▸ Problem description
Retype only what runs from the line that contains "Would you kindly point to the purple and" through the last line of the listing below, both lines included.

Segment Start: Dataset excerpts

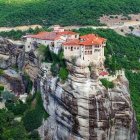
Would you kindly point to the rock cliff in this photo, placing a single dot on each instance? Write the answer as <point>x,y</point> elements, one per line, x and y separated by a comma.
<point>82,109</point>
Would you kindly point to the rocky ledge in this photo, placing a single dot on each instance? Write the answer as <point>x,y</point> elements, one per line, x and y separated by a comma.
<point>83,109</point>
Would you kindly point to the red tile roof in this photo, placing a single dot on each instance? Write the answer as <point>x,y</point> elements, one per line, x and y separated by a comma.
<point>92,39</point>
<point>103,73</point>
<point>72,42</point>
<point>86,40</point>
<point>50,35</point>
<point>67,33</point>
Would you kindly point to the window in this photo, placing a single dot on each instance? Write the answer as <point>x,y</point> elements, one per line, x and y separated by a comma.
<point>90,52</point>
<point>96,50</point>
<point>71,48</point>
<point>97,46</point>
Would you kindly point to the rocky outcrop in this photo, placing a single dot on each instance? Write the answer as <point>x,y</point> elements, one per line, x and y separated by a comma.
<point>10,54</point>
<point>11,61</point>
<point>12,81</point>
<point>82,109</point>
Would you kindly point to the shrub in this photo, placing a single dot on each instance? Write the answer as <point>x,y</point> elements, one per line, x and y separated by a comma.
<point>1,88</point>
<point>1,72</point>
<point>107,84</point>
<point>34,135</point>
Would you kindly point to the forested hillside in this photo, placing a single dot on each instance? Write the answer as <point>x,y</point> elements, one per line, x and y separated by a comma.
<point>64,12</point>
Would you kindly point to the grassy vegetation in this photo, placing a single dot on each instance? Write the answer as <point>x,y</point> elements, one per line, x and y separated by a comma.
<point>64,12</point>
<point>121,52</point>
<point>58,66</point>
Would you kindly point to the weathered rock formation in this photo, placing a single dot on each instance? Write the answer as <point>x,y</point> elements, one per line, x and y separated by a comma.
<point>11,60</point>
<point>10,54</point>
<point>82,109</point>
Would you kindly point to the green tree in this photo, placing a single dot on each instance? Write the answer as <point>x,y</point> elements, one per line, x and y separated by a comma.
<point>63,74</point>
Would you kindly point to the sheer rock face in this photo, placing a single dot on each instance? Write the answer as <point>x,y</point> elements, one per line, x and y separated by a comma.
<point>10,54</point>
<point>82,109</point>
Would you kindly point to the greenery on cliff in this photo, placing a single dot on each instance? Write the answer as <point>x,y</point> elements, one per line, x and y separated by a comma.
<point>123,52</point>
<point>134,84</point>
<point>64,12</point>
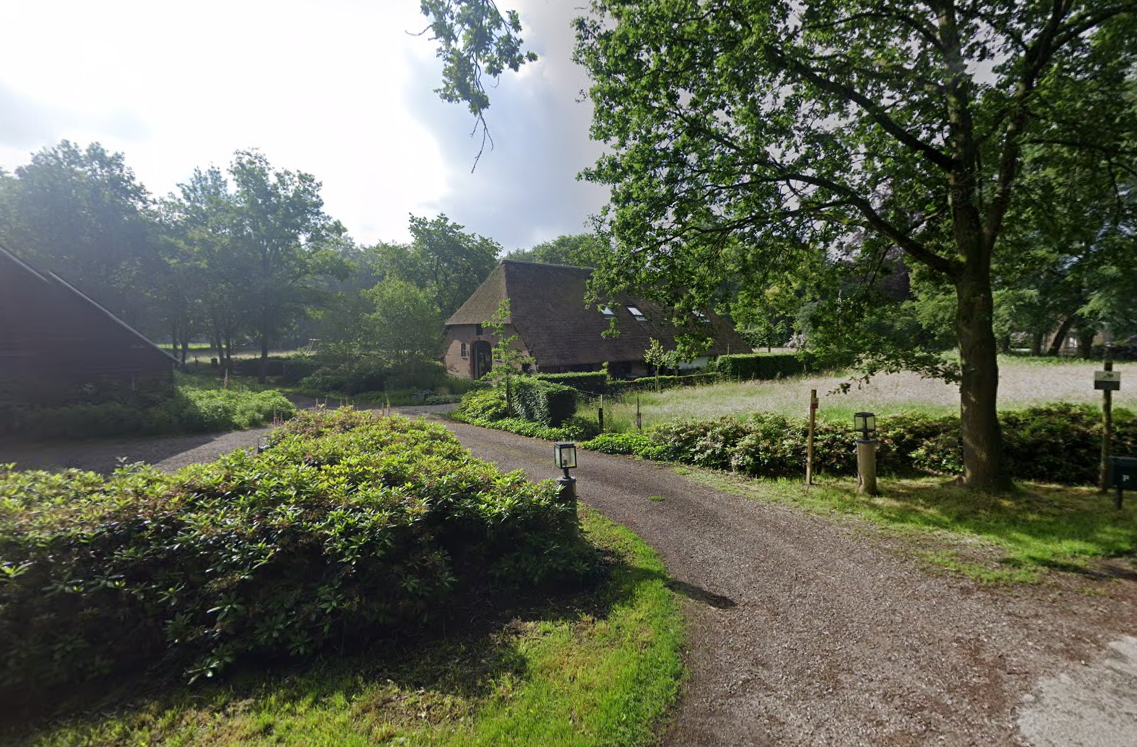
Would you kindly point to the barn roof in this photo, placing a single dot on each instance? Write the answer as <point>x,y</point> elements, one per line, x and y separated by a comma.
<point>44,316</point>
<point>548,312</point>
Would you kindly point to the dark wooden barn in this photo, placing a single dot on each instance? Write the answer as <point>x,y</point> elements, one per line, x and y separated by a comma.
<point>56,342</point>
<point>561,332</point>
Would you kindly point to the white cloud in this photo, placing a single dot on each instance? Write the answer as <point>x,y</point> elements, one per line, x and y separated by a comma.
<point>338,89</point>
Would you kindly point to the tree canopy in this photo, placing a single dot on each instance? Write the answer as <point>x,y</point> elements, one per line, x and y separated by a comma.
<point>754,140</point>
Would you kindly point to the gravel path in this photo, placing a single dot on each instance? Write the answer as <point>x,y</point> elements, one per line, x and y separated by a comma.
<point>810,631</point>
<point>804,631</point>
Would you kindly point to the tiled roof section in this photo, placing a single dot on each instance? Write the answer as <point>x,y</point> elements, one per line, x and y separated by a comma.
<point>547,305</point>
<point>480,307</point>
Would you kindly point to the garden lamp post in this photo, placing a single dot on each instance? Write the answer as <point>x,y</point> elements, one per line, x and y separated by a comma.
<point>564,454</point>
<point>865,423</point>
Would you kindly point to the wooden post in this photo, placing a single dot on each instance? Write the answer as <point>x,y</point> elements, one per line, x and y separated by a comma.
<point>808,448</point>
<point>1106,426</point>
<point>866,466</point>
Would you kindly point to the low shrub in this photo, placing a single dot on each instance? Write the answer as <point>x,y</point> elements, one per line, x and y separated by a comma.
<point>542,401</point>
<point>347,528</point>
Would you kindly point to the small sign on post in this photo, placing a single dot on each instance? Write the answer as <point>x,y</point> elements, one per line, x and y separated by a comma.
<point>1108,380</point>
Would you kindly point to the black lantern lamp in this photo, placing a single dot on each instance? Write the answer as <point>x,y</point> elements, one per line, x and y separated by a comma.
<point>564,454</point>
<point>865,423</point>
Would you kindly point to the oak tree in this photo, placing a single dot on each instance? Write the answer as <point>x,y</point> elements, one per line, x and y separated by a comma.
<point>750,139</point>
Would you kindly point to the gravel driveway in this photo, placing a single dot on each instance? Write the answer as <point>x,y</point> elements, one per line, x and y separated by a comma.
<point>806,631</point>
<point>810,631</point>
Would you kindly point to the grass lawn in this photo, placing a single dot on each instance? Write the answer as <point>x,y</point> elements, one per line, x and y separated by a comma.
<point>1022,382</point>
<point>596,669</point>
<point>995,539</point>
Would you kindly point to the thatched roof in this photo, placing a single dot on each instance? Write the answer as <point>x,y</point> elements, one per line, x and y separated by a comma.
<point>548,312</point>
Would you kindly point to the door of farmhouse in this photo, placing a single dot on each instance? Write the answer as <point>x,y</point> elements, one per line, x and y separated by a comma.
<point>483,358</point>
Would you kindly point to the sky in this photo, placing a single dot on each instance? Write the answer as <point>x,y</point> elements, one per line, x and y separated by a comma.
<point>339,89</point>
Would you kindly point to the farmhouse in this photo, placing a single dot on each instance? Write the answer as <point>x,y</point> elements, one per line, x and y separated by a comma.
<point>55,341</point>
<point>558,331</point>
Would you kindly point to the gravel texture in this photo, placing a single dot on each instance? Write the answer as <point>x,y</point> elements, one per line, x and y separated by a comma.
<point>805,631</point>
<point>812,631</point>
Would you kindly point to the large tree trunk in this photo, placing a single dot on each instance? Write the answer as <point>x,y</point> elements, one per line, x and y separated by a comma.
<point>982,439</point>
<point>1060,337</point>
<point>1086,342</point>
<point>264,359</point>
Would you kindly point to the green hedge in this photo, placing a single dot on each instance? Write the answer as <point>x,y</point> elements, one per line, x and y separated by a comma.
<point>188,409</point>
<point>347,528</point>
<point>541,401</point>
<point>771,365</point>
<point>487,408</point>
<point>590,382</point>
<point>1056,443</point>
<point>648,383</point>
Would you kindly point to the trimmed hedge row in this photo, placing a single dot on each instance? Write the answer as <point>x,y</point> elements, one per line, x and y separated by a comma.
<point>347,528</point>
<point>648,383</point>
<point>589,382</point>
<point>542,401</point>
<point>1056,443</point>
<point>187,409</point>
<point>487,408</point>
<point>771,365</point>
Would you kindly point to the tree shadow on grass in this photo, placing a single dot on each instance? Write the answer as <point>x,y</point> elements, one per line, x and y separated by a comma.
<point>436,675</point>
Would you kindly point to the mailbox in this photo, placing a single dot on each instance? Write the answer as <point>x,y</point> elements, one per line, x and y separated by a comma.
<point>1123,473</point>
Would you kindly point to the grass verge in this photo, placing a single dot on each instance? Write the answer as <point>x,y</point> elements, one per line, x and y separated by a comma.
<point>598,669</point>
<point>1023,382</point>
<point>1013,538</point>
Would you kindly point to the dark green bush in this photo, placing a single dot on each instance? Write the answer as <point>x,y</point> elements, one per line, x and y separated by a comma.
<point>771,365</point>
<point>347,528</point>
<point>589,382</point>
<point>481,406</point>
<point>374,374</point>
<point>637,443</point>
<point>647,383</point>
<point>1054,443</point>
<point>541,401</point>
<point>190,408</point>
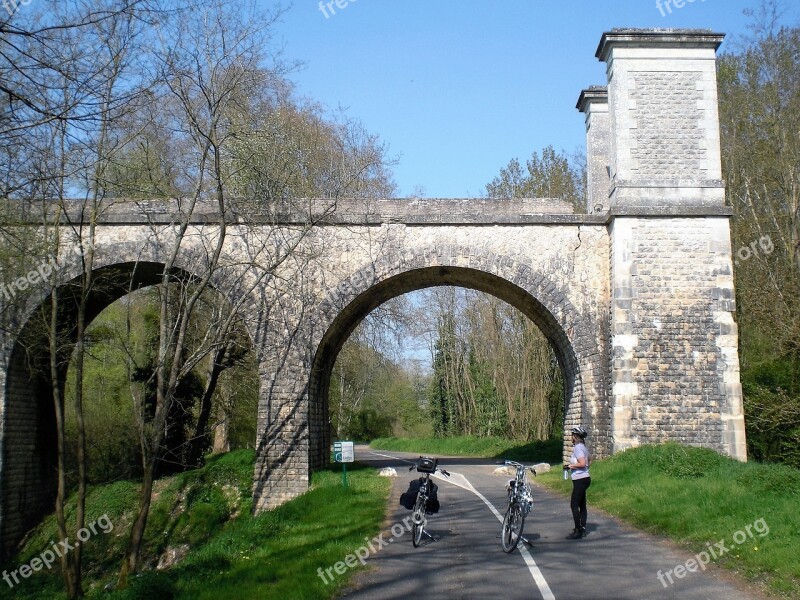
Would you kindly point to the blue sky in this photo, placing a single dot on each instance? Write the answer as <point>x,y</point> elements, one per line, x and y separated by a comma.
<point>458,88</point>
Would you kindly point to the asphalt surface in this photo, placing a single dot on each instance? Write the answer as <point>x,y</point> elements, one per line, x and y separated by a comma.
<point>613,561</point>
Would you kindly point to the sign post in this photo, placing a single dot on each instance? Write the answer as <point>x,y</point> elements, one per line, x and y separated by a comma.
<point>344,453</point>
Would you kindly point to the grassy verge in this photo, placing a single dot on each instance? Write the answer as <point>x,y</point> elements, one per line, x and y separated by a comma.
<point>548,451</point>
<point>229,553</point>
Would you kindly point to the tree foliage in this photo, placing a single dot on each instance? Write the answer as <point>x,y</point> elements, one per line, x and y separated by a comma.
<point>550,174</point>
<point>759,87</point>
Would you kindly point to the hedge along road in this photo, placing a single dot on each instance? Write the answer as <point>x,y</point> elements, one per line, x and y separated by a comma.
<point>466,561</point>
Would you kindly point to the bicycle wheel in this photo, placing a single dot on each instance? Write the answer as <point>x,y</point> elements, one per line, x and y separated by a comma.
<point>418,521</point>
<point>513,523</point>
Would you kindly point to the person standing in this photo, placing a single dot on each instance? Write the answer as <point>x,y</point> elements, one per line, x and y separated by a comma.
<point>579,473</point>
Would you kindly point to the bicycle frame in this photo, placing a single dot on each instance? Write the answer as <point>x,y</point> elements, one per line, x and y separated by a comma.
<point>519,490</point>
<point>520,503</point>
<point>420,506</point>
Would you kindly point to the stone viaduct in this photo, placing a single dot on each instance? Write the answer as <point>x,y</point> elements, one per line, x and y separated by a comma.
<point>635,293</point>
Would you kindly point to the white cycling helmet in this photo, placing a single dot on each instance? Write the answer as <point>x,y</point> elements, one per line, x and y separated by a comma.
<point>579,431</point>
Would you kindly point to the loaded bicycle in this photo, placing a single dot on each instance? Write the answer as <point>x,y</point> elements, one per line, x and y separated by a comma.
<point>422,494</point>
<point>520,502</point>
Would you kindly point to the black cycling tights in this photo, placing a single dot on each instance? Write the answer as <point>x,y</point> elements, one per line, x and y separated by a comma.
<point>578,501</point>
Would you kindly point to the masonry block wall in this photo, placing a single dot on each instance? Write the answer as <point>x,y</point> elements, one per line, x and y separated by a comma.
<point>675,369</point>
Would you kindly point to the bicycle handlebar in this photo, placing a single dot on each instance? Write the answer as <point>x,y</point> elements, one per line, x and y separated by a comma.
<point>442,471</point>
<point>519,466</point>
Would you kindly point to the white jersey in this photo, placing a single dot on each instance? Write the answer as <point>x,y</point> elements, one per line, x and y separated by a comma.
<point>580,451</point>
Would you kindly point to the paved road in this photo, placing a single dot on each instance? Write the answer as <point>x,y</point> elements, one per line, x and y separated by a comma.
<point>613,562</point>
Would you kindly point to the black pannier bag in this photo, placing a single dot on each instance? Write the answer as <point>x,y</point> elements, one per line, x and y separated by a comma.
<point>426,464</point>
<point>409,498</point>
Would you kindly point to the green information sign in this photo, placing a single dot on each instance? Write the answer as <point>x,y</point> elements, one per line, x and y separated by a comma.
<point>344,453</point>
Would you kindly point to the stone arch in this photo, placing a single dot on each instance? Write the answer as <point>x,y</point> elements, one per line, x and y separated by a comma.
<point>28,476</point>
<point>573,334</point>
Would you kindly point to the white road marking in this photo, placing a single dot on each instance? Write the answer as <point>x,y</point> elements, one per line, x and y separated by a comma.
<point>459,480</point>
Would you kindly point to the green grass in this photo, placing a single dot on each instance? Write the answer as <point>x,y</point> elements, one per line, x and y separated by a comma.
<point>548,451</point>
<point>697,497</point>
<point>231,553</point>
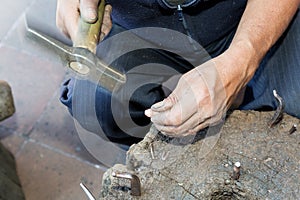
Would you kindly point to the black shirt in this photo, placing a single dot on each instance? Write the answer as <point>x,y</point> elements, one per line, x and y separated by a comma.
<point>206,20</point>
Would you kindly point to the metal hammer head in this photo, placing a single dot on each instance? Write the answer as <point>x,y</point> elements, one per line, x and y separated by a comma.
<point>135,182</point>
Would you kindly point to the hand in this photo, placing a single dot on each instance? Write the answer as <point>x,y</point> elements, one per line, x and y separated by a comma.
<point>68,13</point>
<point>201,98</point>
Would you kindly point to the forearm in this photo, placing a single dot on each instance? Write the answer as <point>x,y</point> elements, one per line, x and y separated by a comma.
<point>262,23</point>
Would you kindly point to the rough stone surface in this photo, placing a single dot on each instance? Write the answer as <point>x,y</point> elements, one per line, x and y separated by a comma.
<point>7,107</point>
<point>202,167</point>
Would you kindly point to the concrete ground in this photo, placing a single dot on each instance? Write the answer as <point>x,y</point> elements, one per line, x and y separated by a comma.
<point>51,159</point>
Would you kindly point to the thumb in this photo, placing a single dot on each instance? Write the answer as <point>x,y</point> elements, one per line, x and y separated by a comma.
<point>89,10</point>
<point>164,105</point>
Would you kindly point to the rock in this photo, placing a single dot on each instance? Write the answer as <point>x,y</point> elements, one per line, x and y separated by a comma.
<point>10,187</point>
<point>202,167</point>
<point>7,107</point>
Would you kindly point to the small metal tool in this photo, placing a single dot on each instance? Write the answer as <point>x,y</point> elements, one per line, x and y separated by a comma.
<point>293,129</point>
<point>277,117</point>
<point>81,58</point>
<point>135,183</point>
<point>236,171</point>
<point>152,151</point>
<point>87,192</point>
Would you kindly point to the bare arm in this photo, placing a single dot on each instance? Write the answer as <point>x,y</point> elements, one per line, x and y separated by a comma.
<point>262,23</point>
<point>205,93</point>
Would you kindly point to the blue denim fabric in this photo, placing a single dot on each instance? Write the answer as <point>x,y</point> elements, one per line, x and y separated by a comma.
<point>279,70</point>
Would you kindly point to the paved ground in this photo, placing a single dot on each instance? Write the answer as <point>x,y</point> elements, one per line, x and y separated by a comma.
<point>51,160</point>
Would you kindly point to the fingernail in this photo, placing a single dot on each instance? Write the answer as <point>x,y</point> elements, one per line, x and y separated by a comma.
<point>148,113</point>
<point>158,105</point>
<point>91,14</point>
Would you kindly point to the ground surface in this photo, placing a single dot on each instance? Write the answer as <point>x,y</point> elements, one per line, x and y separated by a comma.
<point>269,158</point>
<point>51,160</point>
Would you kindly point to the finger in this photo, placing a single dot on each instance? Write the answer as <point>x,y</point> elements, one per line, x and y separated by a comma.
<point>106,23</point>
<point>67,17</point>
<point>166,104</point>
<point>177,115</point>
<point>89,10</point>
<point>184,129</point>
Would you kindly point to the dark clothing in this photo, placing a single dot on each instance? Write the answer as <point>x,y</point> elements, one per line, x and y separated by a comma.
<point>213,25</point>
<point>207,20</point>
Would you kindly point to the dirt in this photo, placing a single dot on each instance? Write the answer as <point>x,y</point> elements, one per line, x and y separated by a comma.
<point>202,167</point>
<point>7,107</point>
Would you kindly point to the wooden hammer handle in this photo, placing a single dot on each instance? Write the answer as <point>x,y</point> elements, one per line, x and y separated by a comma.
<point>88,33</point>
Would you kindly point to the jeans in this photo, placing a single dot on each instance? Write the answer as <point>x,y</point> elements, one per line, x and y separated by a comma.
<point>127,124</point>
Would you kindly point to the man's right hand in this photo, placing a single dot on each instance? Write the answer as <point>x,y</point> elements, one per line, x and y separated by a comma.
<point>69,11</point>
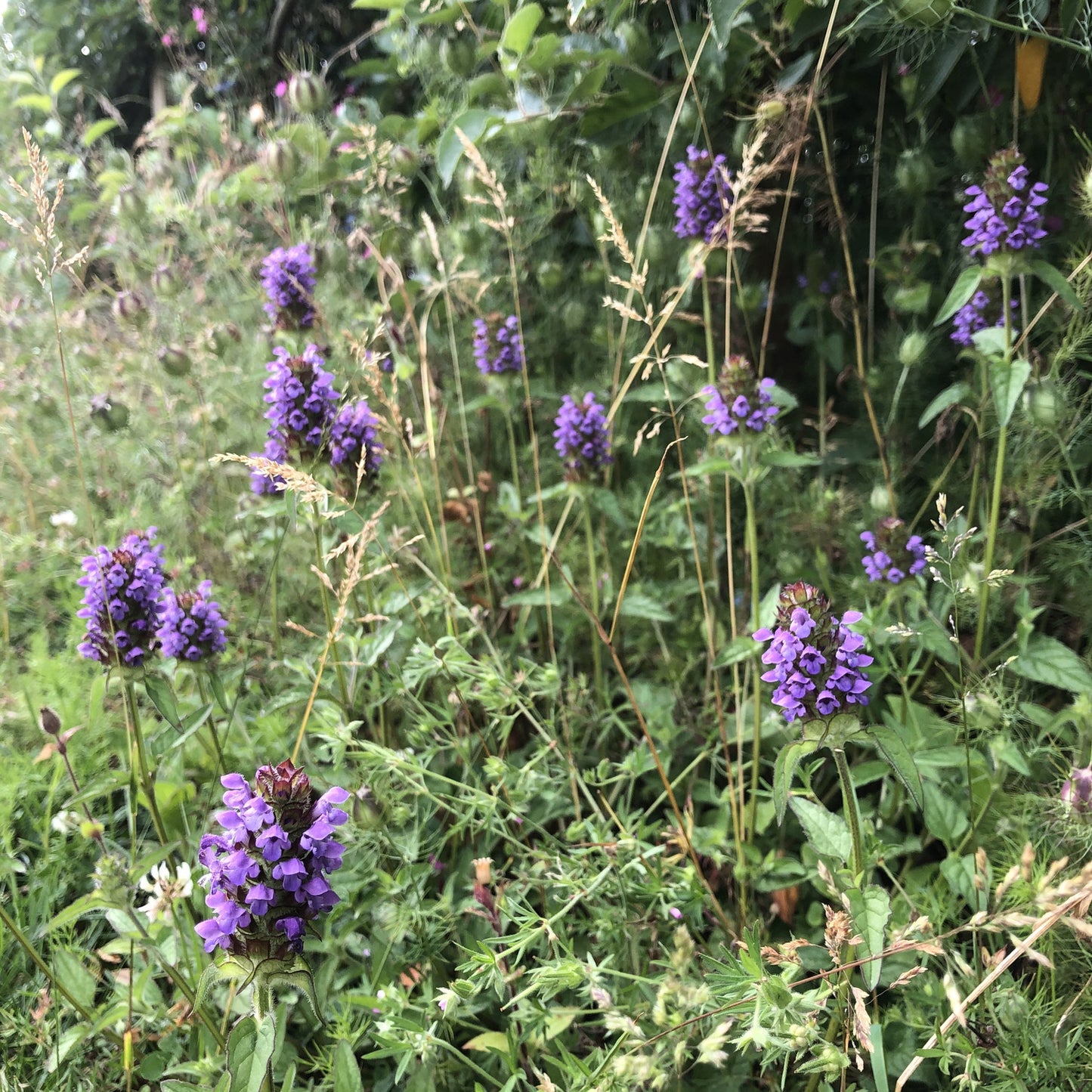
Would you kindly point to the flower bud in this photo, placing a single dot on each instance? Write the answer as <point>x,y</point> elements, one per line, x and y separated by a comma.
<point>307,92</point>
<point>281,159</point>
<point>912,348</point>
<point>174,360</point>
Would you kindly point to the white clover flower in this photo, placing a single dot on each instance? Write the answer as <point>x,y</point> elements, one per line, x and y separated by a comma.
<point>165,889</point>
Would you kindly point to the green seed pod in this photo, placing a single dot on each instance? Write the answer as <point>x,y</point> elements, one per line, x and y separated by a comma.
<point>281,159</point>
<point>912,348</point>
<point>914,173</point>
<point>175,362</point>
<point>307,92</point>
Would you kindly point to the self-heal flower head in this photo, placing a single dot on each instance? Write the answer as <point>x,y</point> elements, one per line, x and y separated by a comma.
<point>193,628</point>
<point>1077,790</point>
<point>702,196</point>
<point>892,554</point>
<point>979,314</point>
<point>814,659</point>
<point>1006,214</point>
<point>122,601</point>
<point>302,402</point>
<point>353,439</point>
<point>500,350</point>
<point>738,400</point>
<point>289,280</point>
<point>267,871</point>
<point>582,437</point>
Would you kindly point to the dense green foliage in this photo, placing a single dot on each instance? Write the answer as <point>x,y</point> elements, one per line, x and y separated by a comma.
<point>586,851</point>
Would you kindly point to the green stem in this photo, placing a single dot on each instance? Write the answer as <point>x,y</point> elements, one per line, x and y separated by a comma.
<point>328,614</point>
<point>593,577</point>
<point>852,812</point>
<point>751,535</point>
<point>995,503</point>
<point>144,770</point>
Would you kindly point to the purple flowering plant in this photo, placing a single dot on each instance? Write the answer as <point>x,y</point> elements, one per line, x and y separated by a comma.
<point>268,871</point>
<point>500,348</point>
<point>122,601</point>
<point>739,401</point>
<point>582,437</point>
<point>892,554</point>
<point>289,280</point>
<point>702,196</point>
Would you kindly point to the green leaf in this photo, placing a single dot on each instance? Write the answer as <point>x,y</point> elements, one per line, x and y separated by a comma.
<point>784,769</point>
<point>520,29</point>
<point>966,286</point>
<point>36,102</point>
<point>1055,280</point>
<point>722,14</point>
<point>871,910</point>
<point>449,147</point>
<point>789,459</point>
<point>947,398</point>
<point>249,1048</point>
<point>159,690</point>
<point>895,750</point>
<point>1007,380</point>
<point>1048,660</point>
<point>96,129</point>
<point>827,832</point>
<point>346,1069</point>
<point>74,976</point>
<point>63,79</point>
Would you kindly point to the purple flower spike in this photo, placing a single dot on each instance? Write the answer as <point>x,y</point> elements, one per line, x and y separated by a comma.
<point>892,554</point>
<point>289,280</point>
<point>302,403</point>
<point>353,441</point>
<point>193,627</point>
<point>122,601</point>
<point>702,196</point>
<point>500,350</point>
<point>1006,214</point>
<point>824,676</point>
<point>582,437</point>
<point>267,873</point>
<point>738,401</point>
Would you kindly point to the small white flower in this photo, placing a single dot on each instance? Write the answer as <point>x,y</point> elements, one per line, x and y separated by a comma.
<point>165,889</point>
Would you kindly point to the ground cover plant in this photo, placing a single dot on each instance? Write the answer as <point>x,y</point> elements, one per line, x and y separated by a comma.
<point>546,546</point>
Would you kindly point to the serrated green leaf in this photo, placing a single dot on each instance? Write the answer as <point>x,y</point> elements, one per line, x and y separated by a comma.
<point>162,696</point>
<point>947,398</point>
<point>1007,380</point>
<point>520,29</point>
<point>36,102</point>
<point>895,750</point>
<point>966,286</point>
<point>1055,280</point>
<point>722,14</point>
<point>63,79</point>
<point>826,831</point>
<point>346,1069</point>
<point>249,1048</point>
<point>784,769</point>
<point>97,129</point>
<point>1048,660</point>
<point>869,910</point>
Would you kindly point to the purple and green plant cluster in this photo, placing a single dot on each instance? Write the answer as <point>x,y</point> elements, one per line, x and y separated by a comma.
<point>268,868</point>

Segment End: Dataset excerpts

▸ The answer
Would you kindly point to the purple and green plant cluster in this photo, placing a single dot on each instance? Write the answer as <point>x,y</point> elements, one per line, x and y separated by a comma.
<point>268,868</point>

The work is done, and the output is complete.